__What you are asked to do__
Gather every line in the data below that contains the string "bearded". Treat uppercase and lowercase letters as distinct, and copy each matching line in full.

──────── Extracted entries ────────

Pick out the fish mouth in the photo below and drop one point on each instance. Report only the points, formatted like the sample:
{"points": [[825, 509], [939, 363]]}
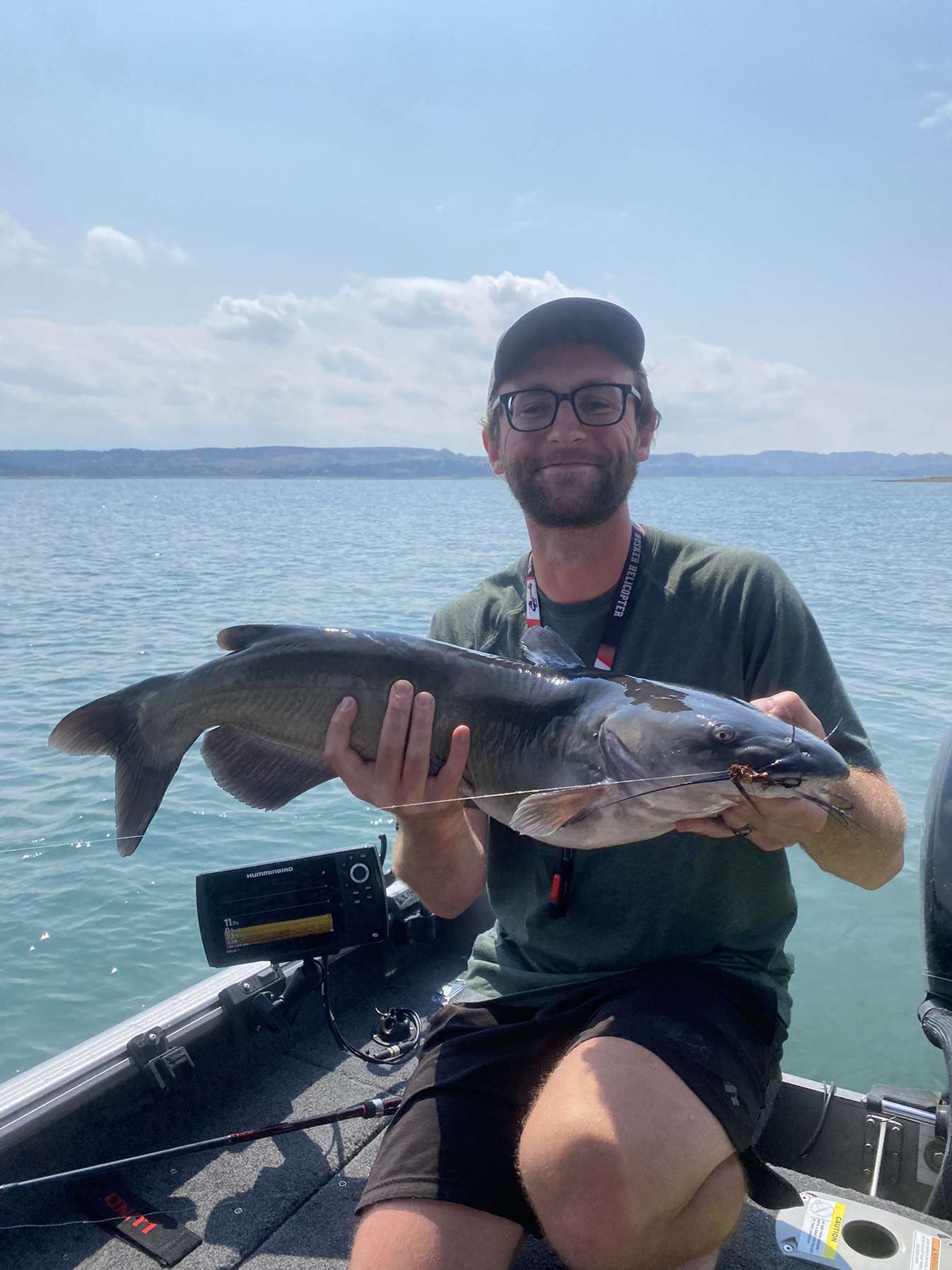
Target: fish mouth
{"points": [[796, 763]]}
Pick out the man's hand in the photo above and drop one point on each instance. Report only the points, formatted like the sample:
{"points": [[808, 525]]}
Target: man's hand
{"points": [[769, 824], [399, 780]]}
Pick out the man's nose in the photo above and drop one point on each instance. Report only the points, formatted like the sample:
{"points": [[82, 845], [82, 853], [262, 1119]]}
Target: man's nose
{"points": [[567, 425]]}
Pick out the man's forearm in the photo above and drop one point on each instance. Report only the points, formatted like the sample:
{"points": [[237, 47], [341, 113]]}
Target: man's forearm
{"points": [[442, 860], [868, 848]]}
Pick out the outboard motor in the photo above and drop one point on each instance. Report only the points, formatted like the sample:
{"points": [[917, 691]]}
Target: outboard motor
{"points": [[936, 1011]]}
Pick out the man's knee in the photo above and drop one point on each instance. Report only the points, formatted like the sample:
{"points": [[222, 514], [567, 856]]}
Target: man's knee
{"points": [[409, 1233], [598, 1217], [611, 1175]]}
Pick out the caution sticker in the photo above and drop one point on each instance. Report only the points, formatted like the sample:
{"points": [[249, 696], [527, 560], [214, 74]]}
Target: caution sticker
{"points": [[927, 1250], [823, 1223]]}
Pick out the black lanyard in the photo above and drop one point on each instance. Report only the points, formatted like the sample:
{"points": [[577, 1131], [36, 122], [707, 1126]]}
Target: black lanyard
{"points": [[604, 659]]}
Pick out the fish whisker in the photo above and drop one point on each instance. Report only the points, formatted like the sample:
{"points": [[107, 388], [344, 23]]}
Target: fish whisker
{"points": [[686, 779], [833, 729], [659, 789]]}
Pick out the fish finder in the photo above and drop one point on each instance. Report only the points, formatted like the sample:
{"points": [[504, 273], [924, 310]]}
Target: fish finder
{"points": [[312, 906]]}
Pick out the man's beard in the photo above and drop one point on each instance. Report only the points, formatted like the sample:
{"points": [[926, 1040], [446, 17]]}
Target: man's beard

────────
──────── Extracted entries ────────

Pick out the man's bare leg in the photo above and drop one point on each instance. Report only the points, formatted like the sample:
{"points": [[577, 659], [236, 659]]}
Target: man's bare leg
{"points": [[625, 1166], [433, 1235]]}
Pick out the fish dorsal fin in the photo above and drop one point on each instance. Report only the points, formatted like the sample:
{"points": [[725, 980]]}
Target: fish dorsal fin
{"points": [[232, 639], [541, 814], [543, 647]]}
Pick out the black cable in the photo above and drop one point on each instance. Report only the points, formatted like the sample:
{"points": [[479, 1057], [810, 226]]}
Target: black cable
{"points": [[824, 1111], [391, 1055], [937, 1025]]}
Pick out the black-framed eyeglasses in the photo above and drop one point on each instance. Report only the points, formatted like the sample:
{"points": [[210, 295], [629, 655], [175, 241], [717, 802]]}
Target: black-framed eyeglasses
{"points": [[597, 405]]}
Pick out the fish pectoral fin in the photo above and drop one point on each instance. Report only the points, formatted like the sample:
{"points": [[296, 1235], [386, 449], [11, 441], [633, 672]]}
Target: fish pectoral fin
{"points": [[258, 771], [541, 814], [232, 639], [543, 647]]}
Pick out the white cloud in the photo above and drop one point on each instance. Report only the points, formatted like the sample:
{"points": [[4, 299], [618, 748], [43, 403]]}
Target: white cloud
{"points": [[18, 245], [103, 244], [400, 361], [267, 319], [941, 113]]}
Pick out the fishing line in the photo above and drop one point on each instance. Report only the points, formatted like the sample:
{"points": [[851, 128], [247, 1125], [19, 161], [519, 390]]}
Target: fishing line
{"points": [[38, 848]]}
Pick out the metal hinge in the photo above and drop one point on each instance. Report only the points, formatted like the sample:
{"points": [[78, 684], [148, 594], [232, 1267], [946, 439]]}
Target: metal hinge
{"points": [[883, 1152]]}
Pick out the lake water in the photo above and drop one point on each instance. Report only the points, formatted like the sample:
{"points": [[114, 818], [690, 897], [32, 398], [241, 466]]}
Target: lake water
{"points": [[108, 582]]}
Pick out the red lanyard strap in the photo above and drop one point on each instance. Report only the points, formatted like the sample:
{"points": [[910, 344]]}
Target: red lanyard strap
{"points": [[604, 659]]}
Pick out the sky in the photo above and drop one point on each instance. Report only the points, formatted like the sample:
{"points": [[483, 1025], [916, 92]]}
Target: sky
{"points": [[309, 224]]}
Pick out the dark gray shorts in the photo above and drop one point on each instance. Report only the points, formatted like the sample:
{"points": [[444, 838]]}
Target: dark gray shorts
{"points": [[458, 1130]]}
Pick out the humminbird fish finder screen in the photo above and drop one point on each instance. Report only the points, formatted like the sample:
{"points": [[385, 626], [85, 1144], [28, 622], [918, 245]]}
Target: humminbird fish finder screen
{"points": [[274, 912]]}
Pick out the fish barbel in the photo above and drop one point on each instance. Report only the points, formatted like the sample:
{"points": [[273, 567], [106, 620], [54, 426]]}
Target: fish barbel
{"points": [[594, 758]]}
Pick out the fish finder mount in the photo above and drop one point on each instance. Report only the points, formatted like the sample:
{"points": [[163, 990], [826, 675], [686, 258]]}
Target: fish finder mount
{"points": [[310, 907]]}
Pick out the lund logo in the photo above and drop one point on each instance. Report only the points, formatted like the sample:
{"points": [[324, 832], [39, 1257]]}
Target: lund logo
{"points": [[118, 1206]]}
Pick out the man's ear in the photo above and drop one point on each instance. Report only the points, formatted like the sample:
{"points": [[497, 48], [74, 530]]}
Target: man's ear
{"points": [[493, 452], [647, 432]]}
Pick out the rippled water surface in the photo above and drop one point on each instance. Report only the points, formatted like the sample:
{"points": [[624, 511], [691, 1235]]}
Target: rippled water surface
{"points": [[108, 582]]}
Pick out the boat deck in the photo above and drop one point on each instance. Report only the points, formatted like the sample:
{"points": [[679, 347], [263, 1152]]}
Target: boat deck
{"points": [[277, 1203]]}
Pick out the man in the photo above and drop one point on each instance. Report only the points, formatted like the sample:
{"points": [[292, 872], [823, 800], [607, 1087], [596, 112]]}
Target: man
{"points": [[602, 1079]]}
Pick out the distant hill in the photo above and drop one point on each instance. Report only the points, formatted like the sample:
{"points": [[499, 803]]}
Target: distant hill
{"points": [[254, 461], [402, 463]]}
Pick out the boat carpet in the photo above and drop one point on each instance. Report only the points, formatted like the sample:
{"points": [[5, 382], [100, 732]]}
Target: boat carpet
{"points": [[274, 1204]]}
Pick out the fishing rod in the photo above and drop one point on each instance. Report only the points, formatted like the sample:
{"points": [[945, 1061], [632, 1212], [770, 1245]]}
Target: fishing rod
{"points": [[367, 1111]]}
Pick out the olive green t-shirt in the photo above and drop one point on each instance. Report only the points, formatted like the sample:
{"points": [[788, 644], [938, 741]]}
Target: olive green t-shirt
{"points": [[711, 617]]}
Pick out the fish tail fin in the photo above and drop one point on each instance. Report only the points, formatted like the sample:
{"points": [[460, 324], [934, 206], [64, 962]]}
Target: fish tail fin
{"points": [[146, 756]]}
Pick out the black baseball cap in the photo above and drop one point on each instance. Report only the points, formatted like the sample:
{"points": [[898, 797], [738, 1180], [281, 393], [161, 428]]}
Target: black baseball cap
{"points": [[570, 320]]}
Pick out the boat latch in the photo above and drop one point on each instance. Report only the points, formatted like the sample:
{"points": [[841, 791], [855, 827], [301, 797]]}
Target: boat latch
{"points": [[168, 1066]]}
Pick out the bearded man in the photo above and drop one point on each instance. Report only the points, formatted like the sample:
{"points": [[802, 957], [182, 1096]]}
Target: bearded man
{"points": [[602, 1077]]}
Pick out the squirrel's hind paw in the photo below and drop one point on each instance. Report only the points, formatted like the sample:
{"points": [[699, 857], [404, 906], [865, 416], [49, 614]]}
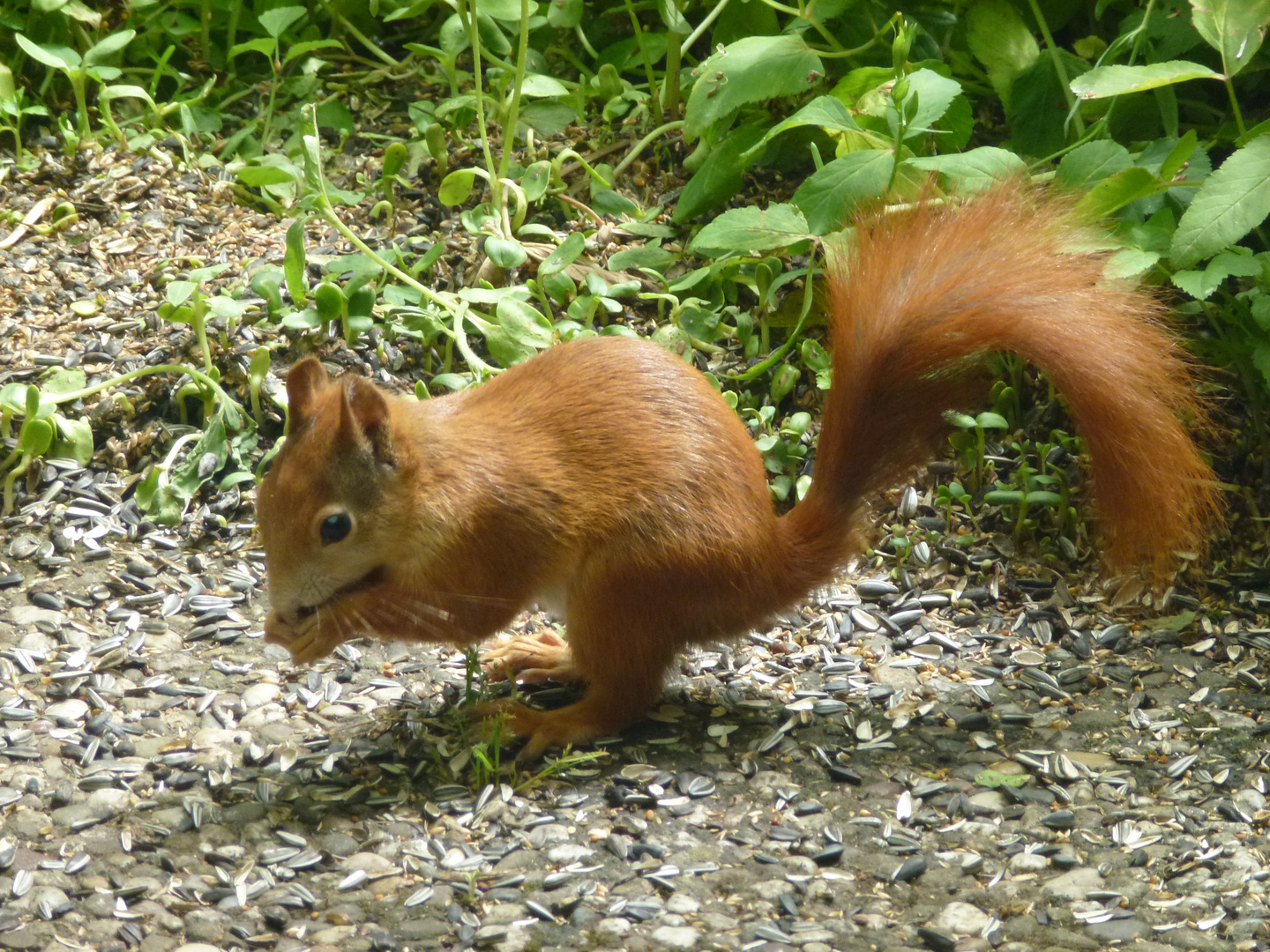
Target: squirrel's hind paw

────────

__Task solution__
Pick out the bearded man in the photo above and drop one point on each instance. Report only the points, formatted like the sample:
Target: bearded man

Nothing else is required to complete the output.